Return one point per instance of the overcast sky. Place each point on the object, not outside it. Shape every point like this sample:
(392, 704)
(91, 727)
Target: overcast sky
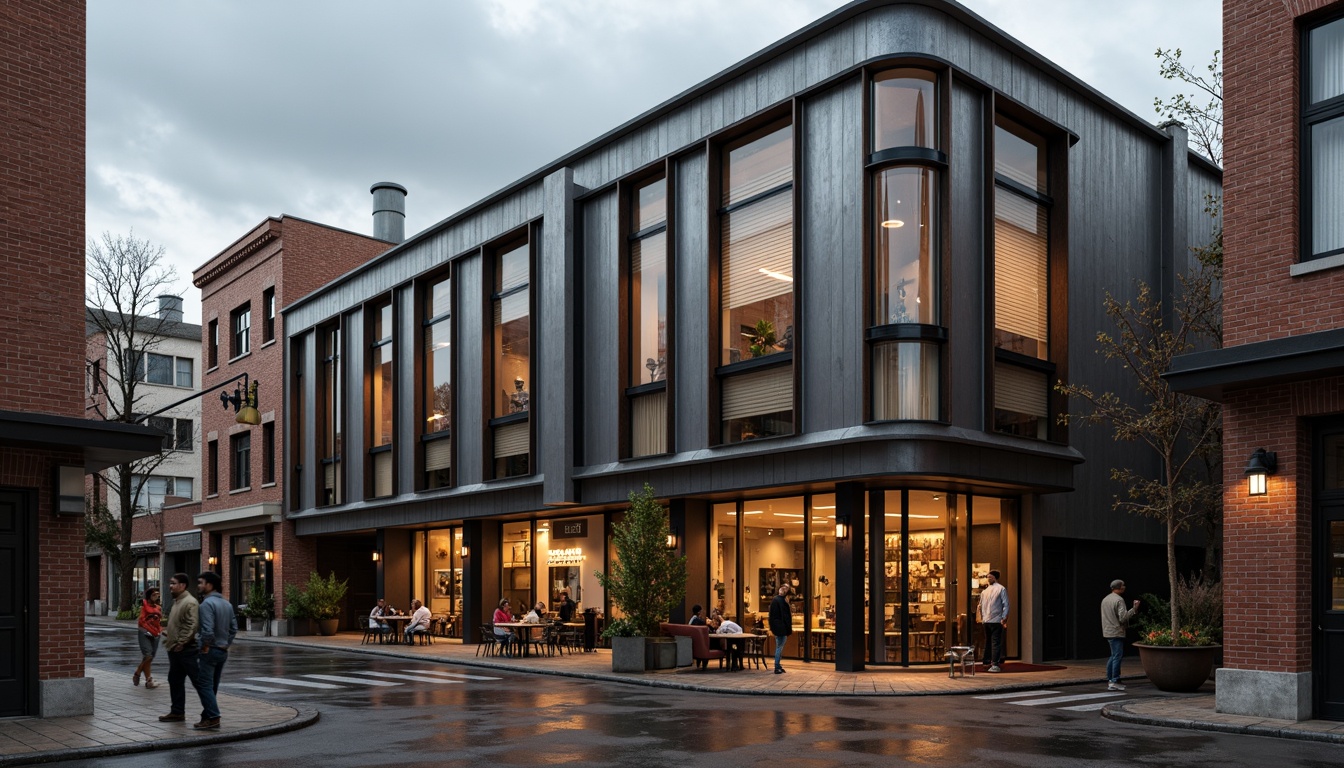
(206, 117)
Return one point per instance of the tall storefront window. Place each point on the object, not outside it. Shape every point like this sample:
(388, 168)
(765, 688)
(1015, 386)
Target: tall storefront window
(437, 318)
(329, 413)
(1023, 373)
(905, 331)
(512, 355)
(756, 277)
(381, 401)
(648, 340)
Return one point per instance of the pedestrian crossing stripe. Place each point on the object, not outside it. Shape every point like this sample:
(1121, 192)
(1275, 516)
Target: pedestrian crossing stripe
(356, 681)
(414, 678)
(1066, 698)
(452, 675)
(301, 683)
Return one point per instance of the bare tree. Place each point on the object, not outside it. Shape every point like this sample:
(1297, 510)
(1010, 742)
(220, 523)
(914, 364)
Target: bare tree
(124, 279)
(1203, 119)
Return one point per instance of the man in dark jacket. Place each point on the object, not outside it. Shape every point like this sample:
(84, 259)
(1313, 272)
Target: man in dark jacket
(781, 624)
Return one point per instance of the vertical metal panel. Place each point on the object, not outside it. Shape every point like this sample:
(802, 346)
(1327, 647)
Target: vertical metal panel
(691, 285)
(469, 369)
(964, 295)
(601, 373)
(554, 444)
(831, 276)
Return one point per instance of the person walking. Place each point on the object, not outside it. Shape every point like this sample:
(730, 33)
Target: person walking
(781, 624)
(149, 627)
(993, 613)
(180, 642)
(218, 628)
(1114, 623)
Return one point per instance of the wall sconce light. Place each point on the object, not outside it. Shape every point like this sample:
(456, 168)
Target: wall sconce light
(1262, 464)
(69, 491)
(243, 402)
(842, 527)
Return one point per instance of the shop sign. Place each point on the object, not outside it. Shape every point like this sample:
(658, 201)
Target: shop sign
(575, 527)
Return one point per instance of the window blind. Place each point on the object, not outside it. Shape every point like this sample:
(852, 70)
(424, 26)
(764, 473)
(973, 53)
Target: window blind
(758, 252)
(649, 424)
(511, 440)
(758, 393)
(1020, 390)
(1022, 269)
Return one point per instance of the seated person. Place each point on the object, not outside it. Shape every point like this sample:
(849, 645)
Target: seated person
(375, 618)
(420, 622)
(536, 613)
(567, 607)
(503, 616)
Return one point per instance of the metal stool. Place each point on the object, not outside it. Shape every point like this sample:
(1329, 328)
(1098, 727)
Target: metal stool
(958, 655)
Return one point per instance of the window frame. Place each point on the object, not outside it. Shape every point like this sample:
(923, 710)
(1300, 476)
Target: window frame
+---+
[WHAT YOU WILL DO]
Whenever the string "frame" shows up on a line of the listing, copy that line.

[RESPONSE AREA]
Return one point per instance of the window frame. Place each point on the object, not outside it. Shape every point like this sample:
Target: window frame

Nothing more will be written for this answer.